> [What the task requires]: Format all of the rows below as a numbered list, leaving out any blank lines.

> [Information shown]:
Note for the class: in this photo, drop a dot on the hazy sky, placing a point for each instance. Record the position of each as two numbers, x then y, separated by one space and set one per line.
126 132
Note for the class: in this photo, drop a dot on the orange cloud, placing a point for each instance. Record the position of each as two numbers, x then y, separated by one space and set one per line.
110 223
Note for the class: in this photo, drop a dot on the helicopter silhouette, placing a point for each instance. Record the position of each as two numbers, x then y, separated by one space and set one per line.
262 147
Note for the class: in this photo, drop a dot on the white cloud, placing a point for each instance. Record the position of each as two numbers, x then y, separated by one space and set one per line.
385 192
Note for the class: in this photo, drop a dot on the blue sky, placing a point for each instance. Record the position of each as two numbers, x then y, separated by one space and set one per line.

> [Result below]:
1. Note for the class: in this photo, drop a dot on the hazy sky, placing a point for each instance. Record the position of each as two numbers, x then y, separated by one space and set one per line.
2. 126 132
3. Note for the class: in this photo, drop a dot on the orange cloud, placing a point for each instance. Record the position of each as two numbers, x then y, separated by one space and set one per line.
4. 110 223
5. Note for the class: in this photo, drop a dot on the helicopter silhouette, placing a point for each instance. Record the position of each as two numbers, x then y, separated by one space and set one per line.
6. 262 147
7. Note for the class: in this photo, drop a dot on the white cloud, placing a point for each instance. Record the position of each as two numbers, x then y, separated by one space and set one per line.
8. 385 192
9. Note for the class: in this photo, drop a dot on the blue sky, placing a point for each instance. Record the position of each as two numbers, x then y, separated by one space and set one per line.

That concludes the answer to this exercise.